Reproduce the lines of the material below word for word, starting at the line that contains "Can you see the person standing?" and ending at the line that contains "[[392, 419], [323, 415], [486, 426]]", with both of those lines included.

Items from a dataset
—————

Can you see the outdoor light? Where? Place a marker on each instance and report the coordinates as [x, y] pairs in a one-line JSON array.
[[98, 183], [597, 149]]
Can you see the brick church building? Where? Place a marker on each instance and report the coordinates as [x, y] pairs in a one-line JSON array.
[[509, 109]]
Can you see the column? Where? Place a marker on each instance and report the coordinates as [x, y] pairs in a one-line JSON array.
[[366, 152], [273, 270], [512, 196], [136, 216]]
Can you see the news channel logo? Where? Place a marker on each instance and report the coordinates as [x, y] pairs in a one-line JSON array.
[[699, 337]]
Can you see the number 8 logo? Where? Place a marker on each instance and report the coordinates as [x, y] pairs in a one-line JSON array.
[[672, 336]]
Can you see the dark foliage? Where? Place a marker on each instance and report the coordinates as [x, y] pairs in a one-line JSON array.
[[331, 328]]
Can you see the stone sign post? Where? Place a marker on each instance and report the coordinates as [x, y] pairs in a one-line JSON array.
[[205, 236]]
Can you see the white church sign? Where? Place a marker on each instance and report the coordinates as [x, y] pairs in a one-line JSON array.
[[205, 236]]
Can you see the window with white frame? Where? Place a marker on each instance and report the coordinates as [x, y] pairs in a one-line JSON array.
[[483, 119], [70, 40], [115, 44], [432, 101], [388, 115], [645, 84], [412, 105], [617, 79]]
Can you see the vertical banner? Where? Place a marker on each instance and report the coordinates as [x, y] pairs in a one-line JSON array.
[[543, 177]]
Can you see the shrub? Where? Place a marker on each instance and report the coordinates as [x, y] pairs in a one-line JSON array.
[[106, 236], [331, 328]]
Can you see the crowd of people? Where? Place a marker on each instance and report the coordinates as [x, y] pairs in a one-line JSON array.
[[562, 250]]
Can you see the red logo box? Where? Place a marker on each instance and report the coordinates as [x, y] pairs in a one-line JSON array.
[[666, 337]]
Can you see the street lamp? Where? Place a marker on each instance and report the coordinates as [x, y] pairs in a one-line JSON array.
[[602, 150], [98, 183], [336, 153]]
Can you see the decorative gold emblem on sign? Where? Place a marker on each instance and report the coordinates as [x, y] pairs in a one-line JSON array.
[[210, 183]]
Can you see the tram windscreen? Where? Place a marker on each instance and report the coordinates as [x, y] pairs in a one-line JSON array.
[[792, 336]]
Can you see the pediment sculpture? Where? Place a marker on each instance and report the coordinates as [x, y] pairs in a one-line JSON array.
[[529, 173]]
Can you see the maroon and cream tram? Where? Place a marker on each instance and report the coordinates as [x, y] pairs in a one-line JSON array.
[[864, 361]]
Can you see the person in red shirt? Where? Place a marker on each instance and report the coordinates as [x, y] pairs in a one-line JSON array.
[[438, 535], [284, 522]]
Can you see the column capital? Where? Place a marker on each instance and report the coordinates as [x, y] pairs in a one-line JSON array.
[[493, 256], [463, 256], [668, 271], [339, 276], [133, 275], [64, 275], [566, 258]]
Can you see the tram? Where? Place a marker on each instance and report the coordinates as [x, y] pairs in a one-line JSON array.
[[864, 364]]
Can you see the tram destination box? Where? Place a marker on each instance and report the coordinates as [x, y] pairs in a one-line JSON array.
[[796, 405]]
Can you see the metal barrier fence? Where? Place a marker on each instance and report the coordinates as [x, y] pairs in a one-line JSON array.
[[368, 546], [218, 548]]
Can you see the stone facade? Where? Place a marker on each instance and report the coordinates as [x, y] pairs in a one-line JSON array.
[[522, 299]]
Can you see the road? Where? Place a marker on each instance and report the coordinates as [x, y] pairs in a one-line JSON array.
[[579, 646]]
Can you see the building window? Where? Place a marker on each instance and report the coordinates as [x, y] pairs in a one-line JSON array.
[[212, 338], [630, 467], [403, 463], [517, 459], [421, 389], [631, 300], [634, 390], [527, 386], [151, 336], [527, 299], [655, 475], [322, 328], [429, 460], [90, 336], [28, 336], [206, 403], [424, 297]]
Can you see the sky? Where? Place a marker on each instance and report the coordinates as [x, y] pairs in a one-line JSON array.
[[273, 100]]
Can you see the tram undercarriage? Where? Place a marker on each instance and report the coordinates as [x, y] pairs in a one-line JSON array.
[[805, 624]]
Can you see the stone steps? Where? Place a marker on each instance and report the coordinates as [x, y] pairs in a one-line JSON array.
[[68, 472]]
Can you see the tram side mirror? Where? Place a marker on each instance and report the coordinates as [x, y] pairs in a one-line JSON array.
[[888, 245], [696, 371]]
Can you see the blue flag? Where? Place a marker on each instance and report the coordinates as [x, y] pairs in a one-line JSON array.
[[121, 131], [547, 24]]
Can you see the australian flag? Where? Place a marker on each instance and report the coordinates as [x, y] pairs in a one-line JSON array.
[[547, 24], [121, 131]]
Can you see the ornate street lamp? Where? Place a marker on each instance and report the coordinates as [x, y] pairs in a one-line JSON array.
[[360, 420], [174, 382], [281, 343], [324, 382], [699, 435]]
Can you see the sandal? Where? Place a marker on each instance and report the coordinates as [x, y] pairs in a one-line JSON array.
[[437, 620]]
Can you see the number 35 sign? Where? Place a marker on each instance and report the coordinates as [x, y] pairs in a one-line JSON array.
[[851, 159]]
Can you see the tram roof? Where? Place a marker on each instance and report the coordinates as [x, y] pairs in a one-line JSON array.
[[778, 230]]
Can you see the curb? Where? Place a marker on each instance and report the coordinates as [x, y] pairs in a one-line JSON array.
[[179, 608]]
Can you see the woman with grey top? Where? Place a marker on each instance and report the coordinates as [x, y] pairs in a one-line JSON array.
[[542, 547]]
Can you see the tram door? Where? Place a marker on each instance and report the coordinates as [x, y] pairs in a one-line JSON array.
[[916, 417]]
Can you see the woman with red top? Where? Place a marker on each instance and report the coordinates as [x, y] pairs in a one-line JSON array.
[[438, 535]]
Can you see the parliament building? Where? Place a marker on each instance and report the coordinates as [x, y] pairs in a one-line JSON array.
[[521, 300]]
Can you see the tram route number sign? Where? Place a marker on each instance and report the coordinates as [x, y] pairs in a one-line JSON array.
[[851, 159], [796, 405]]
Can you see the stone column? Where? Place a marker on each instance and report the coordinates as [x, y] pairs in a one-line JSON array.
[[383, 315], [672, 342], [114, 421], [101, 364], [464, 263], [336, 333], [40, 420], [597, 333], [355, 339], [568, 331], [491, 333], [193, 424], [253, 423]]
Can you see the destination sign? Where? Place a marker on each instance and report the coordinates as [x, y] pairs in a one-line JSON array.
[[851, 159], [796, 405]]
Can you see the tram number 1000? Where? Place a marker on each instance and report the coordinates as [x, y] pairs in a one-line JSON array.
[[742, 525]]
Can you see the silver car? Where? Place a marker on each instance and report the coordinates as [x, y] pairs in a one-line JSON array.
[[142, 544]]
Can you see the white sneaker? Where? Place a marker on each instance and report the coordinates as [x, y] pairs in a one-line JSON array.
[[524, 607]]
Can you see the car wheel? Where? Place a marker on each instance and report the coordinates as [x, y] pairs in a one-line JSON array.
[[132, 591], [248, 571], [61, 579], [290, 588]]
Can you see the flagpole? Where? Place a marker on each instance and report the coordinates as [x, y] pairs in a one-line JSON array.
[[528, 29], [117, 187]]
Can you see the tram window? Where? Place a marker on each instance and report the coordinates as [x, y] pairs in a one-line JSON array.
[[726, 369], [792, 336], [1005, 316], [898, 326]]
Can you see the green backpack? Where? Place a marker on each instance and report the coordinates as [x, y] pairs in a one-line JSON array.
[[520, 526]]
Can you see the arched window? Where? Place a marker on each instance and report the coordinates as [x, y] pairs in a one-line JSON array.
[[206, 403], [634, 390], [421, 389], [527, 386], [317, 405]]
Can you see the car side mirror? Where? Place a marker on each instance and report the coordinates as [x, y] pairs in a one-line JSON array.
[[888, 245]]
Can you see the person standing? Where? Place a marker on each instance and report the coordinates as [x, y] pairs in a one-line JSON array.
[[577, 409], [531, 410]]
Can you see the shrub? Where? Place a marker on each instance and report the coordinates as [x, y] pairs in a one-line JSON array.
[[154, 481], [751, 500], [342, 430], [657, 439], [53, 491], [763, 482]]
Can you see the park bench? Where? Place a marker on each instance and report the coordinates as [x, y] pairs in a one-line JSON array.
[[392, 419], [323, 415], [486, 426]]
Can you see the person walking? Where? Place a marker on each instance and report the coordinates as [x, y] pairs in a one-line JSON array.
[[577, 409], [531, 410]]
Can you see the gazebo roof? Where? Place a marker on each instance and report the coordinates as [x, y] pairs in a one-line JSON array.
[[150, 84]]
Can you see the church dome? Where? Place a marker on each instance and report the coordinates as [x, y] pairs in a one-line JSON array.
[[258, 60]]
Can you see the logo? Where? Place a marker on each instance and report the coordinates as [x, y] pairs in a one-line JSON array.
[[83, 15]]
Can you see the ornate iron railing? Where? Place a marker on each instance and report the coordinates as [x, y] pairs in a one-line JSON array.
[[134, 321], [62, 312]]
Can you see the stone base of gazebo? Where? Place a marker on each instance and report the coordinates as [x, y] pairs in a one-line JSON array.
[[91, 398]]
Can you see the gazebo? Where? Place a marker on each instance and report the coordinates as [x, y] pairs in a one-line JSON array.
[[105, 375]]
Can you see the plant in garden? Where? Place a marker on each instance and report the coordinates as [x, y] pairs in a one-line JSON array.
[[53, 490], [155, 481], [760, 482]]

—————

◆ THE SOLUTION
Can you see the person standing? Where? Place a marker on each instance and report the coordinates as [x, y] pairs in a one-line JSON array.
[[577, 409], [531, 410]]
Can you see the shrub? Where? Place a marker on each instance and report the coordinates as [x, y] pairs in a one-line JSON array.
[[154, 481], [751, 500], [342, 430], [657, 439], [53, 491], [763, 482]]
Can you see the park bench? Where? Place a marker on each instance and report the coordinates as [x, y] pairs in a one-line JSON array.
[[392, 419], [323, 415], [486, 426]]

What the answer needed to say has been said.